### [Aim of the exercise]
Every entry is to be written out word for word.

Collected data:
+ + +
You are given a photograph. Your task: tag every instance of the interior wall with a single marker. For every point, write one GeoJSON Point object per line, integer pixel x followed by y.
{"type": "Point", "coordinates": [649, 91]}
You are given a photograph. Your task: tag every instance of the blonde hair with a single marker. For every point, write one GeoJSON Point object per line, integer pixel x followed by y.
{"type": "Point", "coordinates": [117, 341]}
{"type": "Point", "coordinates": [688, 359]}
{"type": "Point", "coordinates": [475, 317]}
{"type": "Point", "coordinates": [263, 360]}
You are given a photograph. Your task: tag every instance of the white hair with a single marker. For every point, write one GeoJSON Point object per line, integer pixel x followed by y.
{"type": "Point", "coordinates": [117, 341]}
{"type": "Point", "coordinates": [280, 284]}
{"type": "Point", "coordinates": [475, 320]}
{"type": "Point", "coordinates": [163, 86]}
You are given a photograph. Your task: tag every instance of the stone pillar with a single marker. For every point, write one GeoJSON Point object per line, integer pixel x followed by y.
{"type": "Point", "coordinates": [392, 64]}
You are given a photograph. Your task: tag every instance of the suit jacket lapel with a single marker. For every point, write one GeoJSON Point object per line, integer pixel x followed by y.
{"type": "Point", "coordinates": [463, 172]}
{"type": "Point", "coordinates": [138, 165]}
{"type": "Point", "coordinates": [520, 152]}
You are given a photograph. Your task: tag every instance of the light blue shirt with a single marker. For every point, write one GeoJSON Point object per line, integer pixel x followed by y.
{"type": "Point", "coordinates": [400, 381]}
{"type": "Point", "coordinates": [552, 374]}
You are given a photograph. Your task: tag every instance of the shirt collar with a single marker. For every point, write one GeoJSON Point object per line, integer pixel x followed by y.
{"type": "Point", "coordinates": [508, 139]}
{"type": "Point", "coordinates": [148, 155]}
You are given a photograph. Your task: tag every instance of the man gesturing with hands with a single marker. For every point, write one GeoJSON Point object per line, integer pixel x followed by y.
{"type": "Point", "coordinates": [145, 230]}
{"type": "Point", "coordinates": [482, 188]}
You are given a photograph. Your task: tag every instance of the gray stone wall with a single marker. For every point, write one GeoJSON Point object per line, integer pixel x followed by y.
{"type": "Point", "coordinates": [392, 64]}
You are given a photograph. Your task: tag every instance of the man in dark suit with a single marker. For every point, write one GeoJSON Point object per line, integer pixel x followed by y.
+ + +
### [Answer box]
You are given a photograph. Your task: tag every instance of the interior wall with a single marker. For every point, write one GeoJSON Point object per line, integer pixel x followed by y.
{"type": "Point", "coordinates": [649, 91]}
You are given a photograph. Your task: tag every instance of the blonde hair with a single marker. For every point, write one GeoJSON Point object per line, integer pixel x followed by y.
{"type": "Point", "coordinates": [117, 341]}
{"type": "Point", "coordinates": [688, 359]}
{"type": "Point", "coordinates": [475, 317]}
{"type": "Point", "coordinates": [263, 360]}
You are given a photograph. Your task: tag every instance of the white hair with a single marker. For every point, write one GeoJSON Point object per line, integer pixel x followed by y.
{"type": "Point", "coordinates": [117, 341]}
{"type": "Point", "coordinates": [280, 284]}
{"type": "Point", "coordinates": [475, 320]}
{"type": "Point", "coordinates": [163, 86]}
You are given a photograph. Your task: tag every instance of the stone pillar with a single marker. For every point, write one GeoJSON Point object per line, integer pixel x followed by y.
{"type": "Point", "coordinates": [392, 64]}
You are given a photograph. Your task: tag every instance of the suit jacket lapel with a single marker. For every point, write one GeoJSON Point object per line, integer pixel x followed by y.
{"type": "Point", "coordinates": [463, 172]}
{"type": "Point", "coordinates": [138, 165]}
{"type": "Point", "coordinates": [520, 152]}
You are given a photograph. Your task: tag every instance of the light blue shirt with a single marker. For every point, write one GeoJSON Point object per line, integer pixel x followed by y.
{"type": "Point", "coordinates": [400, 381]}
{"type": "Point", "coordinates": [552, 374]}
You are given a photograph. Your task: tag every instance of the shirt collar with a single marker. For every point, write one GeoJSON Point object per line, integer pixel x followed by y.
{"type": "Point", "coordinates": [508, 139]}
{"type": "Point", "coordinates": [148, 155]}
You are given a photograph. Your task: tag every instance of the man gesturing with hands with a single marker. For every point, write one GeoJSON Point object per line, integer pixel x followed by y.
{"type": "Point", "coordinates": [145, 230]}
{"type": "Point", "coordinates": [482, 188]}
You are given a photograph. Your task: tag every instance of the gray stone wall with a single marker. For every point, write one GeoJSON Point object per line, integer pixel x followed by y.
{"type": "Point", "coordinates": [392, 64]}
You are given a photograph. Your task: tag every instance of the man in dark suit with a single marker. For every point, write one GeoJSON Point object per line, integer pixel x followed by y.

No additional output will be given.